> _Your goal_
Resume the passage on the bacterium from Mono Lake that uses arsenic in place of phosphorus, continuing it after its final sentence.

> _Selected passage_
##########

In a surprising revelation, NASA scientist Felisa Wolfe-Simon and her team have found a bacteria whose DNA is completely alien to what we know today, working differently than the rest of the organisms in the planet. Instead of using phosphorus, the newly discovered microorganism—called GFAJ-1 and found in Mono Lake, California—uses the poisonous arsenic for its building blocks.
This creature actually lives off of an element that kills just about everything on this planet. What this discovery means is that the number of alien planets just jumped 10 fold. So life doesn't just need to 6 essential elements in order to survive. All they might need is one element which isn't even carbon based (in this case a poisonous element) to do all the work in order to survive. The idea of a bacteria that uses arsenic as building blocks is pretty nuts by itself. Of course some geek at NASA sums it up perfectly using Trek:
NASA's geobiologist Pamela Conrad thinks that the discovery is huge and "phenomenal," comparing it to the Star Trek episode in which the Enterprise crew finds Horta, a silicon-based alien life form that can't be detected with tricorders because it wasn't carbon-based.

##########

> _Record excerpts_
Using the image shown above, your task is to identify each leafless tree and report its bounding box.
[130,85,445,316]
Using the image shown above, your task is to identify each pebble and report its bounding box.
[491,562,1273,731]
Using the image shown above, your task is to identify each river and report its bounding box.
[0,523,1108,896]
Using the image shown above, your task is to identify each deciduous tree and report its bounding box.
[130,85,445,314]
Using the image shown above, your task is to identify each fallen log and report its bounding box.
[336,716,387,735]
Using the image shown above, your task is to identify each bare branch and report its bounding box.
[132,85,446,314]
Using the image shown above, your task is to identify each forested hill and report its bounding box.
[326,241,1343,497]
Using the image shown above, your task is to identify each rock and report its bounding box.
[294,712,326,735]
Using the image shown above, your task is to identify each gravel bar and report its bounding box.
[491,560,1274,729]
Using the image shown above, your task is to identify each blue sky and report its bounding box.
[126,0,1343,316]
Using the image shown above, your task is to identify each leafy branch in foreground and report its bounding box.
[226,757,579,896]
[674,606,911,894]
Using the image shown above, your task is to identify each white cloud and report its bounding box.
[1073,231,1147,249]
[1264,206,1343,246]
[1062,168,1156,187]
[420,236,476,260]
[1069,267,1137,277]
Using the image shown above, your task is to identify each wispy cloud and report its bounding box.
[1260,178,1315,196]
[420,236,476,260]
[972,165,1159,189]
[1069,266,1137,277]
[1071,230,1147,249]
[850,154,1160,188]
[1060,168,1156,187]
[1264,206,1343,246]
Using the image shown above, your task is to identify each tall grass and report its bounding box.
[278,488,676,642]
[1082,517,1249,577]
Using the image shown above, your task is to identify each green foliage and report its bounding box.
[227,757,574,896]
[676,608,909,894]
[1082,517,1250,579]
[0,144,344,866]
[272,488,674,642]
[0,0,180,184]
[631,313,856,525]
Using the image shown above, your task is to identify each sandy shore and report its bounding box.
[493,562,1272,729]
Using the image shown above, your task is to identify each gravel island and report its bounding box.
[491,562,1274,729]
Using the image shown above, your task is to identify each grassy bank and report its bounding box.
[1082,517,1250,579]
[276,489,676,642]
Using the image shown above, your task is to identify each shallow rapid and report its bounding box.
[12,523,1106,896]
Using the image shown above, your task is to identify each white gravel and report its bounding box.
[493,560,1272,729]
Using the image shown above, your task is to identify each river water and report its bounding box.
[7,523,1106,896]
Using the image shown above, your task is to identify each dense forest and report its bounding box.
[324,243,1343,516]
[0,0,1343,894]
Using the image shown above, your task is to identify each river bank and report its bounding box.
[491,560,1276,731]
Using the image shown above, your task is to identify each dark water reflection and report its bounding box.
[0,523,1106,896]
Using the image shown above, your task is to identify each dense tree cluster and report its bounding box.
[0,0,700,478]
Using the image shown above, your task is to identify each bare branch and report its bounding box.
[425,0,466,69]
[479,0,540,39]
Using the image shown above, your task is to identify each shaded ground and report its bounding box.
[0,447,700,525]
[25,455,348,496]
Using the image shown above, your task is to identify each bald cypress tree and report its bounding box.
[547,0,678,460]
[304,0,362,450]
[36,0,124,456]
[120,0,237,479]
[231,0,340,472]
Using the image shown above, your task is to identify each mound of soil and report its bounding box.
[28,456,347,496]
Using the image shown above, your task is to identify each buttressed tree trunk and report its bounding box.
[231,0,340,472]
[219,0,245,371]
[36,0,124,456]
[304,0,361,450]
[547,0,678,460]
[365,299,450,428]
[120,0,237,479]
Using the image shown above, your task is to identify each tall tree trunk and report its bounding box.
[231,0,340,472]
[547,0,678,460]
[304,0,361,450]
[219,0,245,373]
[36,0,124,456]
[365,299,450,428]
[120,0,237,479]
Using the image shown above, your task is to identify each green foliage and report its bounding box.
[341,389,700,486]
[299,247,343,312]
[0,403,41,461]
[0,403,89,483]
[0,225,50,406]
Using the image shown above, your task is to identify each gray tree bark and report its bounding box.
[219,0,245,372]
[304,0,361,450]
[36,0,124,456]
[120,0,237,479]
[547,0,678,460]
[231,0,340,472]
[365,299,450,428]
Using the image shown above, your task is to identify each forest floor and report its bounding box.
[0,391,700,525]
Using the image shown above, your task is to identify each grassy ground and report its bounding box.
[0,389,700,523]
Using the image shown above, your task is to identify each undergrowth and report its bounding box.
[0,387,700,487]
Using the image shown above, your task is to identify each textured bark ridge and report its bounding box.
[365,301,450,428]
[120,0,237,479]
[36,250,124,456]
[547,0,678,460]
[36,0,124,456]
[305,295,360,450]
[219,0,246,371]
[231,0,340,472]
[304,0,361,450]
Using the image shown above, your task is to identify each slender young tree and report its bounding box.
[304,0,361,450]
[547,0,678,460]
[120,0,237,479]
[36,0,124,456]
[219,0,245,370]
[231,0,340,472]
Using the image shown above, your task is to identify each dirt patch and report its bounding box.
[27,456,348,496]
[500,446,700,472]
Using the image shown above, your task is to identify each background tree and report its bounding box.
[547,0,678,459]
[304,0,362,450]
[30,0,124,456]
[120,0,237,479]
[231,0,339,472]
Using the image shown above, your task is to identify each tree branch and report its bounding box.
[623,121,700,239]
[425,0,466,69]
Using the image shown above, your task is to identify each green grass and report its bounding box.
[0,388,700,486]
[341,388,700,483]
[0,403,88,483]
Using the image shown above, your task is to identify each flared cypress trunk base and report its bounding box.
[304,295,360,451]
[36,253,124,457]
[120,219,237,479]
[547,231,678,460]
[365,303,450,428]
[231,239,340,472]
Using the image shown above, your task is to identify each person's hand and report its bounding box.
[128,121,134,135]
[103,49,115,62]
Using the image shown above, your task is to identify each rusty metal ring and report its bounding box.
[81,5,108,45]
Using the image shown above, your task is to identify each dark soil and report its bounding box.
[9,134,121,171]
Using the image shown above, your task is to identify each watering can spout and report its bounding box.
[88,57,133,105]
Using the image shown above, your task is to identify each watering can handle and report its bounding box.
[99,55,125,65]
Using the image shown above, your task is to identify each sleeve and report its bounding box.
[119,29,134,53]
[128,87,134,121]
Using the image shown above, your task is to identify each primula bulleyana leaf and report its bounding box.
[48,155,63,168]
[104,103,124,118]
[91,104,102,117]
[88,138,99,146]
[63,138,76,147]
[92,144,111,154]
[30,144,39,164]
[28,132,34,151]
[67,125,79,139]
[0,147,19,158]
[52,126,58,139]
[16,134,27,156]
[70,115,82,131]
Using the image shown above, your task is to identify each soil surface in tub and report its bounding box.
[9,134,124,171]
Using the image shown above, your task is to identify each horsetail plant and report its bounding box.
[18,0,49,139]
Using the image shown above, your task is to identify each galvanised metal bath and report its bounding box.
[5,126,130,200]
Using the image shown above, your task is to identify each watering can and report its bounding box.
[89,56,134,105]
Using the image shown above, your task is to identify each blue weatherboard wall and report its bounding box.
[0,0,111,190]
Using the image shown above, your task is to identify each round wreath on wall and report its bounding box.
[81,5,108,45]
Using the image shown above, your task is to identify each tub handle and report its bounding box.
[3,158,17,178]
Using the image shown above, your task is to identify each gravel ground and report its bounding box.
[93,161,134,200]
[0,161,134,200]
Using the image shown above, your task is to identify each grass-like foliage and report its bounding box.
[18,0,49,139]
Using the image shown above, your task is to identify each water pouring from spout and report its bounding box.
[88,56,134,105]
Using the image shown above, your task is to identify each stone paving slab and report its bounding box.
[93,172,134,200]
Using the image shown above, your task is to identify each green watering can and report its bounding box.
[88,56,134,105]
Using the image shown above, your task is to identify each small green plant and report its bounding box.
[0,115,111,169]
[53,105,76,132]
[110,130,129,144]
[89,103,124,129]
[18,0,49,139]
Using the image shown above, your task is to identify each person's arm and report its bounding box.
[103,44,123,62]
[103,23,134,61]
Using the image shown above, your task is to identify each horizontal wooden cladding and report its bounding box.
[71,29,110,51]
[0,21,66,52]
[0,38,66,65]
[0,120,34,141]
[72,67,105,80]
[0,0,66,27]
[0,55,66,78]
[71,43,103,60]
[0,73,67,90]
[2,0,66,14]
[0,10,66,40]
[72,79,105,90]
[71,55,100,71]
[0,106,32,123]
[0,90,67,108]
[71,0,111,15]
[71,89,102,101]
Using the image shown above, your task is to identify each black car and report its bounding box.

##########

> _Exercise result_
I remember reading a book called Our Universe when I was a kid that speculated about life on other planets. One of the creatures was this blue silicate creature living on Pluto that jumped high into the air skirting the planetoids weak gravity. I'm not sure why it jumped it might have been just for fun. With the find of this GFAJ-1 bacteria such lifeforms might now be technically possible.